▶ _Exercise_: Extract the final stretch of the data: the line that contains "chrome front bumper" and every line after it, unaltered, and no other lines.
═══ Records shown
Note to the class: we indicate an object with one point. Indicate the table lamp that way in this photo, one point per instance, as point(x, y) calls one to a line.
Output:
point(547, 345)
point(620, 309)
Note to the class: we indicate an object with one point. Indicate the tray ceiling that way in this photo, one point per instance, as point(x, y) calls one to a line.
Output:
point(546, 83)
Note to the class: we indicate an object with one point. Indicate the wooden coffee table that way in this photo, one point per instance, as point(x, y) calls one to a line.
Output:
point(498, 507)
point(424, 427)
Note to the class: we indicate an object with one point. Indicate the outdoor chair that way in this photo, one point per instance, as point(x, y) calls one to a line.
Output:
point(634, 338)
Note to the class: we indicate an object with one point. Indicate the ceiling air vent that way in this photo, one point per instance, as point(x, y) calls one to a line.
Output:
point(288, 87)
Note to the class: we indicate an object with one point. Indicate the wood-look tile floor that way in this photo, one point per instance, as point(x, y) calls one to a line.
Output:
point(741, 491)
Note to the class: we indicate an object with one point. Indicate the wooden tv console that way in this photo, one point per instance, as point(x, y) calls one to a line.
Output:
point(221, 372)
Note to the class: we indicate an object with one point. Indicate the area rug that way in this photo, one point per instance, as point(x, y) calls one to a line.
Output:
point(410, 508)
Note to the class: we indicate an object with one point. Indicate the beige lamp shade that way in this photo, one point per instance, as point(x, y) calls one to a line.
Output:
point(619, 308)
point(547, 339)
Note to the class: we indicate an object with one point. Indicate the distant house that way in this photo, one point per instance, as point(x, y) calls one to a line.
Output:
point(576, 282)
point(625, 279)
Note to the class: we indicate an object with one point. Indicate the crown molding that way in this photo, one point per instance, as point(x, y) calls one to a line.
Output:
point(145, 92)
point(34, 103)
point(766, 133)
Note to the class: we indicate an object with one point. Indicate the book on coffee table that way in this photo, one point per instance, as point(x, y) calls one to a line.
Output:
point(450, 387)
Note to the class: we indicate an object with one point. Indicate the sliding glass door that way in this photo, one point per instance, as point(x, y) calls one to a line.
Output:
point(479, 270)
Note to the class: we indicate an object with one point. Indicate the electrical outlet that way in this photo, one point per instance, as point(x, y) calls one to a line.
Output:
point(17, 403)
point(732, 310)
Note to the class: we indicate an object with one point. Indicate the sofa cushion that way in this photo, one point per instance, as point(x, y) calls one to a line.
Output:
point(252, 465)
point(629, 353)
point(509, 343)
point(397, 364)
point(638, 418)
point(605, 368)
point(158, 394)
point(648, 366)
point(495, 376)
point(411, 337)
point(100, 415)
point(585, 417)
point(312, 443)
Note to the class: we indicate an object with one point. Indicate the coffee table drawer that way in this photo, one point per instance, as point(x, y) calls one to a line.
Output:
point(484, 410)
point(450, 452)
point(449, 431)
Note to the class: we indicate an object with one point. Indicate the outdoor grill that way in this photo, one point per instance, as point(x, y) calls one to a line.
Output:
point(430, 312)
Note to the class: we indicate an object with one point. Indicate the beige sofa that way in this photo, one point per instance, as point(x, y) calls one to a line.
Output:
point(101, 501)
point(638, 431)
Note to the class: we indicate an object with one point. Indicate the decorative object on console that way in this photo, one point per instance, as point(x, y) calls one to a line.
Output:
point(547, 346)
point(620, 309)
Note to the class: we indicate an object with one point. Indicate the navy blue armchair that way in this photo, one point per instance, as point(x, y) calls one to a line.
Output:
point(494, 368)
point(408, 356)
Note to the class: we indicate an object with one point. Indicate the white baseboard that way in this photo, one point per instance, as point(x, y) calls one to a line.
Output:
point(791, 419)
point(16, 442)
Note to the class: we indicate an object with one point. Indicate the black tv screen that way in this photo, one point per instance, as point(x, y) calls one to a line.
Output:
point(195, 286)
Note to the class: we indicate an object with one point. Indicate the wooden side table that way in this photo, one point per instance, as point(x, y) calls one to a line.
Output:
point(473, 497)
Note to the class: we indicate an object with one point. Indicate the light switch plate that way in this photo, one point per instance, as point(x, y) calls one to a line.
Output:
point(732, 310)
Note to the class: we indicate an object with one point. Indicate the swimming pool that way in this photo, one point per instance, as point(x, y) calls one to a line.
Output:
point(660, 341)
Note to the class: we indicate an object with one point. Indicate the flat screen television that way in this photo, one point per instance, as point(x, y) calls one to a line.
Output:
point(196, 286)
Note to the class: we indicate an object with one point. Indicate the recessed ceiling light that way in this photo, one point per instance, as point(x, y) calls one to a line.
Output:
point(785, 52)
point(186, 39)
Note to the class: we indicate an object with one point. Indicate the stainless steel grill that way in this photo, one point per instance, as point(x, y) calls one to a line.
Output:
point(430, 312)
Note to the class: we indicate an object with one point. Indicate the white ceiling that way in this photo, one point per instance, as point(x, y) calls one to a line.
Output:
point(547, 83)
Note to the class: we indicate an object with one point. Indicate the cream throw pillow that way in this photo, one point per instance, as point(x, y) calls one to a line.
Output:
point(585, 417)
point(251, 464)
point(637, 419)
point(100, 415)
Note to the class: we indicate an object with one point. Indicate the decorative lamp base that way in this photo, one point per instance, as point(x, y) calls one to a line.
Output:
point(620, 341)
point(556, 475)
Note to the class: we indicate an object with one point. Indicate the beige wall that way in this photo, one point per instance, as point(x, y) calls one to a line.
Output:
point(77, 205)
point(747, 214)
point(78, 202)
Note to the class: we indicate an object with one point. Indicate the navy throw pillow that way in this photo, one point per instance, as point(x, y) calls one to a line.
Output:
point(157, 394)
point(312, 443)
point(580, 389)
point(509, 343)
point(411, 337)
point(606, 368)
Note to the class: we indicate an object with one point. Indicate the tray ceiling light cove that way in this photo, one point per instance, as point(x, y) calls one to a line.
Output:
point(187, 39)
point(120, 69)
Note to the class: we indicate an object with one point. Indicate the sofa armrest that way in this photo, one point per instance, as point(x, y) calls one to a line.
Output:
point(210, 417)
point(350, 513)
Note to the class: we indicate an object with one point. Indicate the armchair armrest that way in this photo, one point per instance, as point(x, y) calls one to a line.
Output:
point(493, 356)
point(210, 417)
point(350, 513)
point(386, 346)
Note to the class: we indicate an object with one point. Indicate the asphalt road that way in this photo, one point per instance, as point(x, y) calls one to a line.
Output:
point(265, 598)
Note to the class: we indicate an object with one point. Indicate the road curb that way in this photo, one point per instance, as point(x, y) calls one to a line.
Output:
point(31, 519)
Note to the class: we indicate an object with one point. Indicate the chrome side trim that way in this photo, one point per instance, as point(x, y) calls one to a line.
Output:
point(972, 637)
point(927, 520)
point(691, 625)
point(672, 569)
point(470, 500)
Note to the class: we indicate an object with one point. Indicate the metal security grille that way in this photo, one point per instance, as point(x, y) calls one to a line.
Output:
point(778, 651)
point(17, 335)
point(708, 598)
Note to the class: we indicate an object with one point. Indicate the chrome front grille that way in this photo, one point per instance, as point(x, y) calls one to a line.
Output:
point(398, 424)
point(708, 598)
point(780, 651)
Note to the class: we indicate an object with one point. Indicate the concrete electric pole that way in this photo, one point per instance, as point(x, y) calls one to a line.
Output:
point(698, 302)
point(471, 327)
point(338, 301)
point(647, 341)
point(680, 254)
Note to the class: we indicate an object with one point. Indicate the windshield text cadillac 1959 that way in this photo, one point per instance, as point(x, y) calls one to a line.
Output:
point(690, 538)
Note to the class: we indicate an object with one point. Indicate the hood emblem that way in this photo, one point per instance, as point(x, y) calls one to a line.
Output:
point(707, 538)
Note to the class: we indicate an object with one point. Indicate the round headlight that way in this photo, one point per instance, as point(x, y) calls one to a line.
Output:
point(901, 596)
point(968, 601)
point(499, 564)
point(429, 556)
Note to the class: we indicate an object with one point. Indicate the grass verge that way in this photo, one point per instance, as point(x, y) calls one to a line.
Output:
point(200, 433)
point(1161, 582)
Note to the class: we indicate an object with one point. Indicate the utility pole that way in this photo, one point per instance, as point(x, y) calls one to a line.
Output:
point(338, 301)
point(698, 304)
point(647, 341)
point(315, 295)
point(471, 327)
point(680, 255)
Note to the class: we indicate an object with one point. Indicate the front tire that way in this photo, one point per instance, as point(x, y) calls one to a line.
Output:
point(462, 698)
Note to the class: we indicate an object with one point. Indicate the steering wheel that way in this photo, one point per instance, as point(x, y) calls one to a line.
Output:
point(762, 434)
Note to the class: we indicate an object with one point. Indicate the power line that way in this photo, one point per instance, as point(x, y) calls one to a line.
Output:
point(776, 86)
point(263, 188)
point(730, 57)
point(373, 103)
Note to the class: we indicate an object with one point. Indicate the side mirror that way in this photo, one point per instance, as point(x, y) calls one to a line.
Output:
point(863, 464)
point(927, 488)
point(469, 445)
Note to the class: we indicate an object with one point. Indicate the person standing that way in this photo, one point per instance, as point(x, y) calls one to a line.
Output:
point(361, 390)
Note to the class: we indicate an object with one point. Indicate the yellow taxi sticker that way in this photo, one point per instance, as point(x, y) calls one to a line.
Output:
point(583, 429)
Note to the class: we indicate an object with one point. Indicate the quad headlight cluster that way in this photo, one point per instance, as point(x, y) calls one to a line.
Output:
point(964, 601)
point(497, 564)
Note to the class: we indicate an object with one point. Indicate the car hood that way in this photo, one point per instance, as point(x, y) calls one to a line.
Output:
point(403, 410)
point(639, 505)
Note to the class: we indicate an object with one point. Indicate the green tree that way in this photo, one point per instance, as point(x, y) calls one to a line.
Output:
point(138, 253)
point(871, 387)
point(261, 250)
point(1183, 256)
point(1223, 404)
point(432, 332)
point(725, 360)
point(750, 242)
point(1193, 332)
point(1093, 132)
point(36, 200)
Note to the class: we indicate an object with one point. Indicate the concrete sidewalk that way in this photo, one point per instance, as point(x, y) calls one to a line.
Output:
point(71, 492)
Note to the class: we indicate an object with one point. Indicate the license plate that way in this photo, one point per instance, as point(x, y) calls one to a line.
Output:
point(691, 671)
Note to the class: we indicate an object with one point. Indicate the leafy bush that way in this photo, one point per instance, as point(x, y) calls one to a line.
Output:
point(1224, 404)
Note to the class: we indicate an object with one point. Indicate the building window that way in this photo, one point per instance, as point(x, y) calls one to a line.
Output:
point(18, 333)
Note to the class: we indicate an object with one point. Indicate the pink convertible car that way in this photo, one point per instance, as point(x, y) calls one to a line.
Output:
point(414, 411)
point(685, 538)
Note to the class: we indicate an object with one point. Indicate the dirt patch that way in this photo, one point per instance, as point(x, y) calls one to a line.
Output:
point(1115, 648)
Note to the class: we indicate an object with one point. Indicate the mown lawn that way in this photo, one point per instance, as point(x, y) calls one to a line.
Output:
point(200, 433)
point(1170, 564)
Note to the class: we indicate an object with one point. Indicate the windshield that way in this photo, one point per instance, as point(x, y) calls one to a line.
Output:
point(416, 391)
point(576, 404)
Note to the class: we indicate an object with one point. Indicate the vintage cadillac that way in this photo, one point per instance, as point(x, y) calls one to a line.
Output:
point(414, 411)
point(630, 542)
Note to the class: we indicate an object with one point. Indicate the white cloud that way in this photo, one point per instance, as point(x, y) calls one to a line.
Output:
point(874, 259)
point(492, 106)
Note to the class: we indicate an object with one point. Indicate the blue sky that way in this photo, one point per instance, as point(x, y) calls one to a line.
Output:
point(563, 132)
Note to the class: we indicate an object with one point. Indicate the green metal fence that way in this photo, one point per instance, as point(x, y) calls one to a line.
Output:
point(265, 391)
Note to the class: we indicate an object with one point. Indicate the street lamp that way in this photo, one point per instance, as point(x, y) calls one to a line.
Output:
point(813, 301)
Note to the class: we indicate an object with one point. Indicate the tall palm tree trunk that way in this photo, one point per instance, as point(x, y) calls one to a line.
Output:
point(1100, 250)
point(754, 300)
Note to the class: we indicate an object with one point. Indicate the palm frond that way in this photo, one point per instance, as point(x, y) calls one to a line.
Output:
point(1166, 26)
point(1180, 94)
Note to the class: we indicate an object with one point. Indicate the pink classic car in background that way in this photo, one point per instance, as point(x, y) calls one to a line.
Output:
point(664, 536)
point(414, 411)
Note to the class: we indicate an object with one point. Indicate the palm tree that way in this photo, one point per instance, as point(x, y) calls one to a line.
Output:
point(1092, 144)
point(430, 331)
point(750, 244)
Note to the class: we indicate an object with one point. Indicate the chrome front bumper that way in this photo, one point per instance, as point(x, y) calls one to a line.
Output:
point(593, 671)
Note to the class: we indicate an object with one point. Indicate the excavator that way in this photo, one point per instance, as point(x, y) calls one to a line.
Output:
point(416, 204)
══════
▶ _Task answer_:
Note to the class: we indicate an object with one point. Indicate the chrome front bumper that way in this photo, one point per instance, as point(x, y) calls one to a line.
Output:
point(593, 671)
Note to the class: we indicate an object with one point. Indicate the excavator that way in this photo, one point per instance, as point(x, y) calls one to a line.
Output:
point(416, 204)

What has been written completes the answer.